Requirement A: According to the piece on the Mexico travel alert, how many people have been killed in Ciudad Juarez since January 2008?
Requirement B: Reproduce the part of the piece on the Mexico travel alert between "Stay in tourist" and "Cancun, and Cozumel.", inclusive.

Text segment:
::::::

A new State Department travel alert for Mexico warns travelers to be vigilant because of escalating violence and drug-cartel-related murders.

A new State Department travel alert for Mexico warns travelers to be vigilant because of escalating violence and drug-cartel-related murders.

However, it does not urge students on spring break or anyone else to avoid Mexico entirely - only to avoid the U.S.-Mexico border region, especially Ciudad Juarez, a border town across from El Paso, Texas, where 1,800 people have been killed since January 2008. The alert also warns against travel to Tijuana, Nogales, Nuevo Laredo, Monterrey, and Matamoros.

It cautions that "Mexican and foreign bystanders have been injured or killed in violent attacks in cities across the country . . . in recent years, dozens of U.S. citizens have been kidnapped across Mexico."

The alert recommends these commonsense precautions:

Stay in tourist areas.

Visit businesses and travel roads only in daylight hours.

Avoid areas where there is prostitution or drug-dealing.

Avoid displaying expensive jewelry, money, or other valuables.

In response to the warning, the University of Arizona in Tucson urged its students to avoid visiting Mexico for spring break, but other universities did not.

About 100,000 teens and college students travel to Mexico during spring break yearly - most of them to resort areas far removed from the border, such as Cabo San Lucas, Puerto Vallarta, Cancun, and Cozumel.

::::::

Recorded data:

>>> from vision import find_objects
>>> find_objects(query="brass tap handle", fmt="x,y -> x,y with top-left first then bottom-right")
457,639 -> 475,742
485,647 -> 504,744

::::::

Full response A: 1,800 people.

Full response B:
Stay in tourist areas.

Visit businesses and travel roads only in daylight hours.

Avoid areas where there is prostitution or drug-dealing.

Avoid displaying expensive jewelry, money, or other valuables.

In response to the warning, the University of Arizona in Tucson urged its students to avoid visiting Mexico for spring break, but other universities did not.

About 100,000 teens and college students travel to Mexico during spring break yearly - most of them to resort areas far removed from the border, such as Cabo San Lucas, Puerto Vallarta, Cancun, and Cozumel.